== Problem ==
From the entries that follow, list every line in which the string "light" appears.

== Extracted material ==

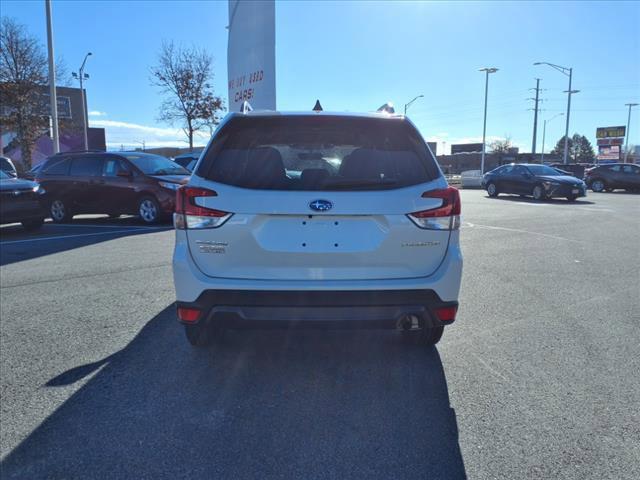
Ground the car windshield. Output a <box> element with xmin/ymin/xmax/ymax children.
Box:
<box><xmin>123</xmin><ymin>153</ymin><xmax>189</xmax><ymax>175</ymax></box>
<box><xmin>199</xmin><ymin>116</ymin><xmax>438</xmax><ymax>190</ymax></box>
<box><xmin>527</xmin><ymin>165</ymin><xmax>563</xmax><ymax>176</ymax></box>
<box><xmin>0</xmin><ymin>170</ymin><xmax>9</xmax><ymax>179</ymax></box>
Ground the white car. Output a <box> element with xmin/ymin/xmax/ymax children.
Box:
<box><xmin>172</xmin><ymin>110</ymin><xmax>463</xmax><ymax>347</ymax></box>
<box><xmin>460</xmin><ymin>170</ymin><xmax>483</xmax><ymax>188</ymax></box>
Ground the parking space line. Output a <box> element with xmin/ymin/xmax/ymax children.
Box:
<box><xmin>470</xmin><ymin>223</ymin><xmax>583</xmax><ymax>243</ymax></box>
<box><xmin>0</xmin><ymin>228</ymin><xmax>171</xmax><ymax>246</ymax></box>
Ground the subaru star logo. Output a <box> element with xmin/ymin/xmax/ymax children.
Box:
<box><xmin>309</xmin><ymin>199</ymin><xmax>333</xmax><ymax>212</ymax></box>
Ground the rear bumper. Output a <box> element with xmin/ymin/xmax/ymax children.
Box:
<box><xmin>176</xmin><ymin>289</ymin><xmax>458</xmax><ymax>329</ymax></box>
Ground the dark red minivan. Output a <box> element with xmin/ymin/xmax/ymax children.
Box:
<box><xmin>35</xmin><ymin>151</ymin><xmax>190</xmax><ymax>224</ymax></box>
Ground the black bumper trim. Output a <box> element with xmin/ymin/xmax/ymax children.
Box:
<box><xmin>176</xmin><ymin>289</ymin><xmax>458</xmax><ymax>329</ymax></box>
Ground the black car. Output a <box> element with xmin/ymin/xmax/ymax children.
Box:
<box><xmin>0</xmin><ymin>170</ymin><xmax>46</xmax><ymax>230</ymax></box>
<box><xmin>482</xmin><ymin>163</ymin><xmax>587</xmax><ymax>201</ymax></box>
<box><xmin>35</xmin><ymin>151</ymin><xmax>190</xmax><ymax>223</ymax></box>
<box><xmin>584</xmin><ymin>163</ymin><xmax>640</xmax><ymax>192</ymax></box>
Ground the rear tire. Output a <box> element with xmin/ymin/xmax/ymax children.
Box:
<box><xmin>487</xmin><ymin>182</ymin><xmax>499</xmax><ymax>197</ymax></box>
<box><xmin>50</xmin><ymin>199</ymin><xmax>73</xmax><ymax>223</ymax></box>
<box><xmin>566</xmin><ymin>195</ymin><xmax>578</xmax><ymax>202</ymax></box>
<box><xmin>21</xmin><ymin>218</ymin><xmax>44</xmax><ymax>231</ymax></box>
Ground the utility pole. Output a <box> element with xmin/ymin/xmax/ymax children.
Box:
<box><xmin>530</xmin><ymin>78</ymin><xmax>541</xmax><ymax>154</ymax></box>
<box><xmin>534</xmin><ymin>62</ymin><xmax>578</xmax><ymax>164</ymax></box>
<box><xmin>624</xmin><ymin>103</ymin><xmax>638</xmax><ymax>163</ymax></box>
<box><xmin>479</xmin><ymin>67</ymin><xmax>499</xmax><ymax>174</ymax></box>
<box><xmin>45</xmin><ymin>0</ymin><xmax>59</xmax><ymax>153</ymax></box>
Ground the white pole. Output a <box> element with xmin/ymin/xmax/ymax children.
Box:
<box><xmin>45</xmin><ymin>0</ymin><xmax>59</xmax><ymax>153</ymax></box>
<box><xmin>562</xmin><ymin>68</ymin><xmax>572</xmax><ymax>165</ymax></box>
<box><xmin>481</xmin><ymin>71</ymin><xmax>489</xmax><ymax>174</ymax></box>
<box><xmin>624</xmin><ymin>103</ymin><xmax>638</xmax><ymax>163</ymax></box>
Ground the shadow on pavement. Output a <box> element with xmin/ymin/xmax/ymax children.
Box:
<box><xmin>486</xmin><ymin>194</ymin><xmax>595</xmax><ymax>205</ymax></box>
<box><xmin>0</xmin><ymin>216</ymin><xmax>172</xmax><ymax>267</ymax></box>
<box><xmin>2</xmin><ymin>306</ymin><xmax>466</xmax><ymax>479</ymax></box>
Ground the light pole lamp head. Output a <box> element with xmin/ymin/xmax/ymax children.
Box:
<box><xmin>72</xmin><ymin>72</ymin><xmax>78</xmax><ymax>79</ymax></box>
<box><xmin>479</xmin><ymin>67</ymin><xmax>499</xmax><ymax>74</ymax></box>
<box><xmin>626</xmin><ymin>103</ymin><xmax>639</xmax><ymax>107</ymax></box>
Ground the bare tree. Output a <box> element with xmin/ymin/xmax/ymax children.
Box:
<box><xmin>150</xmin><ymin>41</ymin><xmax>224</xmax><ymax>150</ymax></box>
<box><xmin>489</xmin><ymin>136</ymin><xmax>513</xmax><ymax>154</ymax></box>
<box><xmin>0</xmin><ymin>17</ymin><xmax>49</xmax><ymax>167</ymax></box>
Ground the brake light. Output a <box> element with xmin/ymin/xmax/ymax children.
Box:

== Answer ==
Ground the light pole lamp head. Output a <box> element with xmin/ymin/xmax/ymax children.
Ground the brake light. Output a <box> element with xmin/ymin/xmax/ymax children.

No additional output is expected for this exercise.